> Data
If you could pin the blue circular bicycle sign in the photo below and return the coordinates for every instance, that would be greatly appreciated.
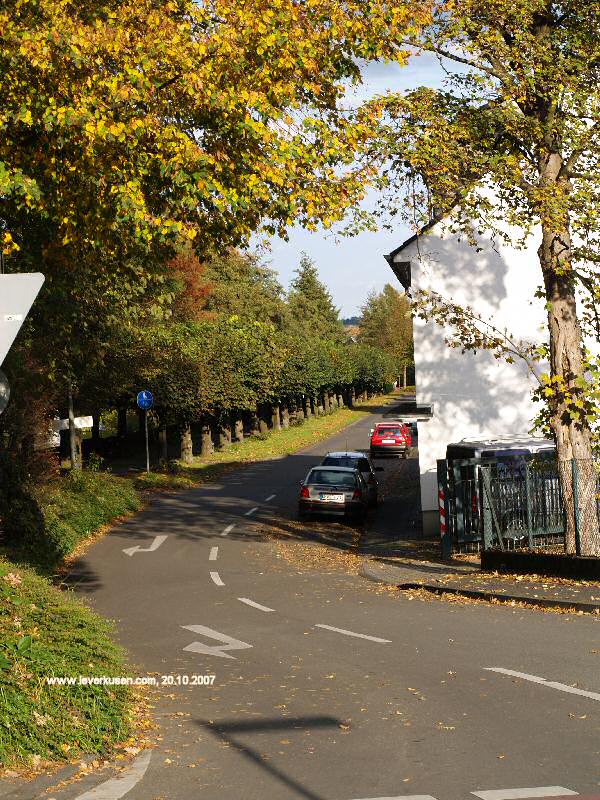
(145, 400)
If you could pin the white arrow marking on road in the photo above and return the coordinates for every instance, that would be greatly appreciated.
(229, 643)
(254, 605)
(216, 578)
(158, 540)
(351, 633)
(117, 787)
(522, 794)
(562, 687)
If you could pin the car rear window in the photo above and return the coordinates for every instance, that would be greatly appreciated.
(330, 478)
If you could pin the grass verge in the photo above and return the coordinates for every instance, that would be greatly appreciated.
(44, 632)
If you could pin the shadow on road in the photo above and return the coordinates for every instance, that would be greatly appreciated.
(229, 733)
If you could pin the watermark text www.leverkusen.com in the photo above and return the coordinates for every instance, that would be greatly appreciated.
(125, 680)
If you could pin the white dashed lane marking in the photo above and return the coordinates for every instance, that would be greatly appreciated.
(403, 797)
(561, 687)
(216, 578)
(522, 794)
(351, 633)
(249, 602)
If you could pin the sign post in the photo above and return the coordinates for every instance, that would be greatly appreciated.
(17, 293)
(4, 391)
(145, 401)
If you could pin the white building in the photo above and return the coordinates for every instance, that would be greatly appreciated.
(472, 395)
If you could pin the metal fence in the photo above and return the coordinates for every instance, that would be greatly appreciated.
(519, 502)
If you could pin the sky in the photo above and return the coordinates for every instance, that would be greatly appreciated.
(351, 267)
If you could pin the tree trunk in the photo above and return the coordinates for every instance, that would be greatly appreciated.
(187, 455)
(163, 444)
(238, 428)
(275, 419)
(122, 423)
(253, 423)
(96, 431)
(223, 433)
(573, 438)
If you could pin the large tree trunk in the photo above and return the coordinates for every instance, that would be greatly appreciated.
(163, 444)
(187, 455)
(207, 446)
(573, 438)
(275, 418)
(238, 427)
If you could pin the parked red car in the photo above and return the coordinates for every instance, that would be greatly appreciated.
(391, 438)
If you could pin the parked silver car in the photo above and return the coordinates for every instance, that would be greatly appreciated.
(337, 491)
(360, 461)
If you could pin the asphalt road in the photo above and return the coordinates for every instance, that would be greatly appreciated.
(327, 687)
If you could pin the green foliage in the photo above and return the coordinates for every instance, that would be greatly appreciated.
(45, 632)
(311, 307)
(44, 522)
(387, 324)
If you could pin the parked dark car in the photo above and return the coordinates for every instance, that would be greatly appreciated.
(337, 491)
(360, 461)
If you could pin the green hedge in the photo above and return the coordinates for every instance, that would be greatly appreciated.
(44, 523)
(44, 632)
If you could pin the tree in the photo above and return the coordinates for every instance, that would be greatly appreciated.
(387, 324)
(311, 306)
(514, 140)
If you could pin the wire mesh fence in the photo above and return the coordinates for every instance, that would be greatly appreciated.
(528, 502)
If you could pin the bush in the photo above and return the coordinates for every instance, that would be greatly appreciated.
(44, 632)
(44, 523)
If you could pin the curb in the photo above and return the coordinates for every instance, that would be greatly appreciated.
(482, 594)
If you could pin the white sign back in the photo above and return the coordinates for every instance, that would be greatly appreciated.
(17, 293)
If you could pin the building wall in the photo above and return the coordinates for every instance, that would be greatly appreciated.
(474, 396)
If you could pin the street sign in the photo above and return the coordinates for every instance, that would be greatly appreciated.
(17, 293)
(4, 391)
(145, 400)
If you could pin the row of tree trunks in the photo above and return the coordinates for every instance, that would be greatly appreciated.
(236, 426)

> Action item
From the first line to the last, reproduce the records above exactly and skip the pictures.

> Final answer
If you could pin the blue circular bicycle sign in the photo below and return the coordinates for every instance, that would be greatly appreciated.
(145, 400)
If you could pin the white arrow marking on road in the photo above and return the coordinates for every instance, that would be greatly appreciated.
(229, 643)
(254, 605)
(216, 578)
(158, 540)
(351, 633)
(117, 787)
(522, 794)
(562, 687)
If you could pin the car rear window in the photo above and return the coordinates for every instance, that would be greatly appreciated.
(330, 478)
If you could pin the grass verge in the photo above and return the coordinates for every instance, that would be greatly appreciated.
(44, 632)
If you could pin the shadow on road in the photo above and return the coordinates for every instance, that would be greatly appreciated.
(229, 733)
If you could pin the watermark text www.leverkusen.com in the photo above and return the coordinates for every instance, that would be greatly appreciated.
(125, 680)
If you could pin the white dashed lane marking in the photo above and return the coordinates for every instance, that would be greatly appreciated.
(403, 797)
(561, 687)
(216, 578)
(522, 794)
(351, 633)
(249, 602)
If you could pin the sign post in the photo above and return the coordinates for every instance, that would be greatly appreciated.
(17, 293)
(4, 391)
(145, 401)
If you could pin the white building in the photo above and return the coordinates for every instance, that would be greatly appreciated.
(472, 395)
If you could pin the metal fence in the photo above and return the coordinates for every instance, that would be greatly appreciated.
(519, 502)
If you could pin the sky in the photo above and return the coordinates for every instance, that would be greatly appreciated.
(351, 267)
If you could pin the tree trunk in the photo above and return the coordinates for every instance, that would be greatly appreciated.
(187, 455)
(163, 444)
(238, 428)
(275, 419)
(122, 423)
(253, 423)
(96, 431)
(223, 433)
(573, 438)
If you could pin the large tree trunk in the photo above and return the coordinates for every instance, that would be greatly appreciated.
(163, 444)
(187, 455)
(207, 446)
(573, 438)
(275, 418)
(238, 427)
If you could pin the parked red car in the photo above and return the coordinates for every instance, that would be greatly appreciated.
(391, 438)
If you could pin the parked silver car in the photo above and return the coordinates for every instance, that would be greatly appreciated.
(337, 491)
(360, 461)
If you could pin the asphalt road in the photo above and return the coordinates for every instance, that would be greatly appreciated.
(327, 687)
If you could pin the green foliage in the photo above and return the coordinates for every instance, that would be greatly appreciated.
(45, 632)
(311, 307)
(44, 522)
(387, 324)
If you could pin the parked dark car in the photo above and return the coordinates for every instance, that would be greatly appreciated.
(337, 491)
(360, 461)
If you could pin the green hedge in the photo above and return the coordinates for every instance, that would be greatly appreciated.
(44, 523)
(44, 632)
If you could pin the tree in the photo above and return the coordinates for every instance, that would be greatly appreciated.
(387, 324)
(311, 306)
(514, 140)
If you could pin the wire mesh fence in the photo above and return the coordinates for every instance, that would be greatly appreciated.
(528, 502)
If you could pin the bush in the photo above and return the coordinates for every instance, that would be greatly appreciated.
(44, 632)
(44, 523)
If you could pin the curb in the photo above and return the coordinates for every instance, that would be greatly appreciated.
(482, 594)
If you could pin the white sign back in the photo above and return the coordinates for every instance, that would be greatly appreciated.
(17, 293)
If you could pin the building wall in the photo above and return the coordinates for every instance, that would be greatly appreciated.
(474, 396)
If you could pin the street sign in the photo above and return the coordinates for every instance, that would be greatly appreciated.
(17, 293)
(4, 391)
(145, 400)
If you could pin the row of tree trunks in the photo above and return the coordinates for every instance, that would be greatly appreciated.
(236, 426)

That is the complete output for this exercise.